--- Exercise details ---
Copy out all the entries below, swapping every "exterior ring" for "outer ring" and leaving everything else unchanged. Omit the pictures.

--- Record set ---
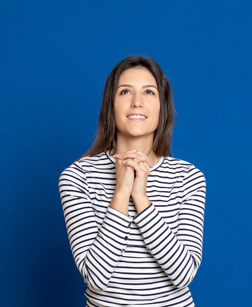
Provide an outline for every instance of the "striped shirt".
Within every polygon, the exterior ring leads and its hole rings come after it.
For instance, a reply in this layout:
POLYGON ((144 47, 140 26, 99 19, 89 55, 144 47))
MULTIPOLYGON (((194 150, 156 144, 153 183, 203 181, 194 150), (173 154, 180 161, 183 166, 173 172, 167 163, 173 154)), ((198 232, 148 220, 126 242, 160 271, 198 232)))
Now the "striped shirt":
POLYGON ((115 165, 109 152, 66 169, 59 190, 88 307, 195 306, 188 285, 201 261, 205 180, 192 164, 162 157, 150 169, 151 204, 129 215, 111 208, 115 165))

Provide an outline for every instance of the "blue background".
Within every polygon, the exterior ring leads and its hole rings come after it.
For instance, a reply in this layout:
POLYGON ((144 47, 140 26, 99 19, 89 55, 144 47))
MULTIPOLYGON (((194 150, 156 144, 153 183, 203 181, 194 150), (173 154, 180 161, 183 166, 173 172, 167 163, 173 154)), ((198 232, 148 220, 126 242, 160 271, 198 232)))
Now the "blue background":
POLYGON ((105 79, 132 53, 170 78, 173 155, 207 180, 196 305, 250 306, 251 3, 1 1, 0 306, 85 306, 58 179, 91 145, 105 79))

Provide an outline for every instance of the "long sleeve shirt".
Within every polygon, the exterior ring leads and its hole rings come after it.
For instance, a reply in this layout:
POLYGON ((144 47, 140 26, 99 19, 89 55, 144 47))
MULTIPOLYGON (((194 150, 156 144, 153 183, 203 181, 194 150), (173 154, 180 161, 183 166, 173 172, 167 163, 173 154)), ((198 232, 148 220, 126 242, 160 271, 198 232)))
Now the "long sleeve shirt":
POLYGON ((66 169, 59 190, 87 306, 194 306, 187 286, 202 256, 205 180, 192 164, 162 157, 148 177, 150 205, 129 215, 111 208, 115 161, 109 152, 66 169))

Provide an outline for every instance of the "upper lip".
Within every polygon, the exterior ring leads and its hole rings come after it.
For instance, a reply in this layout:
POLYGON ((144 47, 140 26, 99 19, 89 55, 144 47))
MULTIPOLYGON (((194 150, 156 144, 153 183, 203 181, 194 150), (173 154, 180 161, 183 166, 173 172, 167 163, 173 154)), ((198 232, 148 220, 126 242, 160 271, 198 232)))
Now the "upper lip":
POLYGON ((140 113, 131 113, 130 114, 128 114, 127 115, 127 117, 128 117, 131 115, 140 115, 140 116, 144 116, 144 117, 146 117, 146 118, 148 117, 148 116, 147 115, 145 115, 145 114, 143 114, 140 113))

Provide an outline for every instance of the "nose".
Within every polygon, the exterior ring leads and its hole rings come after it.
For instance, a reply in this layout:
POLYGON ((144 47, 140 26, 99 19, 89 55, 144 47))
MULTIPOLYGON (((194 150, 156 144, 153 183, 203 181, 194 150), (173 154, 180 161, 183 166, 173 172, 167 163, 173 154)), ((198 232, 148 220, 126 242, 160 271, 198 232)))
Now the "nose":
POLYGON ((143 101, 140 95, 135 93, 132 97, 131 107, 142 108, 143 106, 143 101))

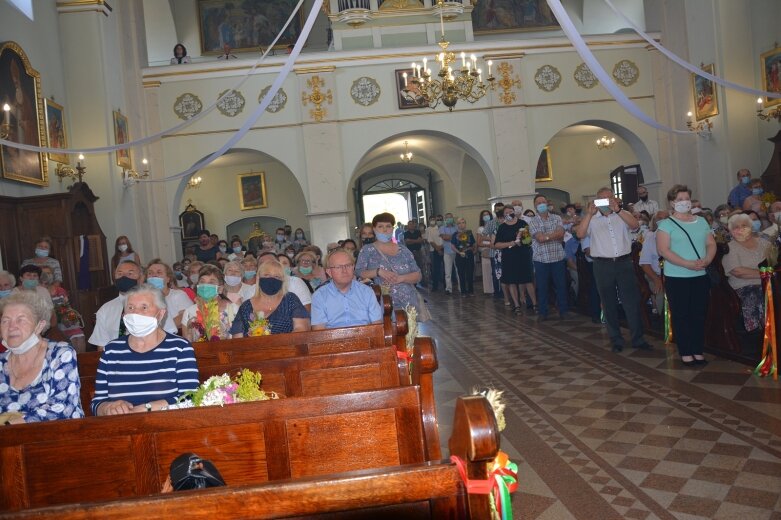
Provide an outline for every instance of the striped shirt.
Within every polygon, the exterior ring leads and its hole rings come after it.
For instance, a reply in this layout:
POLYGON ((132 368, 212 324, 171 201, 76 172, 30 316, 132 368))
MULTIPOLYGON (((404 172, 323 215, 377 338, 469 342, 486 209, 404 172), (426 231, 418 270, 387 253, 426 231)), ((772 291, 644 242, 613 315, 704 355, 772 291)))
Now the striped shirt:
POLYGON ((106 344, 95 377, 92 413, 105 401, 133 406, 165 399, 173 404, 184 392, 198 388, 198 366, 190 342, 171 333, 149 352, 130 348, 128 336, 106 344))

--- Finished task ---
Provide an outline for every instance of the "striped shirt".
Within every polygon, the outer ring leads and its hole rings come after it.
For instance, a reply in this layout:
POLYGON ((144 47, 140 26, 99 19, 89 55, 144 47))
MULTIPOLYGON (((194 150, 156 144, 153 183, 203 181, 194 150), (173 154, 180 161, 183 166, 173 172, 167 163, 173 154)), ((198 232, 148 220, 126 242, 160 271, 198 232)))
Now the "striped shirt":
POLYGON ((115 165, 109 152, 66 169, 59 190, 88 307, 195 306, 188 285, 201 261, 205 180, 192 164, 162 157, 150 169, 151 204, 129 215, 111 208, 115 165))

Provide an outline for every instance of the "blue background".
Within every polygon, the outer ring leads and its hole rings come after it.
For instance, a reply in this layout:
POLYGON ((144 47, 140 26, 99 19, 89 55, 144 47))
MULTIPOLYGON (((194 150, 156 144, 153 183, 203 181, 194 150), (173 154, 180 161, 183 166, 173 172, 167 163, 173 154)), ((198 232, 148 220, 126 242, 160 271, 198 232)))
Now the "blue background":
POLYGON ((105 79, 132 53, 170 78, 173 155, 207 180, 196 305, 250 306, 251 3, 1 1, 0 306, 85 306, 58 179, 91 145, 105 79))

Provide an outline for every instance of the "long sleeve shirt".
Within every polygon, the outer ring leads and its hole rings come after it.
For instance, a reply in this layout:
POLYGON ((144 47, 140 26, 99 19, 89 55, 144 47))
MULTIPOLYGON (((194 150, 156 144, 153 183, 203 181, 194 150), (173 154, 180 161, 183 166, 173 172, 167 163, 173 154)), ((198 232, 148 220, 126 242, 160 271, 198 232)))
Now the "long sleeve shirt":
POLYGON ((66 169, 59 190, 87 306, 194 306, 187 286, 202 256, 205 180, 192 164, 162 157, 148 177, 150 205, 129 215, 111 208, 115 161, 109 152, 66 169))

Provide an outline for every instance of the "upper lip".
Within every polygon, the outer ring leads and its hole rings come after it.
For instance, a reply in this layout:
POLYGON ((144 47, 140 26, 99 19, 89 55, 144 47))
MULTIPOLYGON (((194 150, 156 144, 153 183, 203 181, 194 150), (173 154, 180 161, 183 166, 173 172, 167 163, 173 154)), ((198 232, 148 220, 126 242, 160 271, 198 232)))
Now the "upper lip":
POLYGON ((140 113, 131 113, 130 114, 128 114, 127 115, 127 117, 128 117, 131 115, 140 115, 140 116, 144 116, 144 117, 146 117, 146 118, 148 117, 148 116, 147 115, 145 115, 145 114, 143 114, 140 113))

Provide an outline for every instance of the "nose".
Within every polygon, the outer ring leads and its hole rings come after it.
For instance, a reply in this layout:
POLYGON ((144 47, 140 26, 99 19, 89 55, 144 47))
MULTIPOLYGON (((194 150, 156 144, 153 183, 203 181, 194 150), (173 154, 180 161, 183 166, 173 172, 167 163, 173 154)), ((198 232, 148 220, 126 242, 160 271, 198 232)))
Now the "nose":
POLYGON ((143 101, 140 95, 135 93, 132 97, 131 107, 142 108, 143 106, 143 101))

Provide an outline for every instance of the striped shirt.
Within every polygon, the outer ring leads and its hole rings come after it.
For instance, a reply in this layout:
POLYGON ((132 368, 212 324, 171 201, 76 172, 30 316, 132 368))
MULTIPOLYGON (((404 172, 323 215, 377 338, 469 342, 486 209, 404 172), (426 231, 418 270, 387 253, 426 231)), ((772 291, 644 242, 613 315, 704 355, 772 291)))
Now the striped shirt:
POLYGON ((106 344, 95 377, 92 413, 105 401, 133 406, 165 399, 173 404, 184 392, 198 388, 198 366, 190 342, 171 333, 149 352, 130 348, 128 336, 106 344))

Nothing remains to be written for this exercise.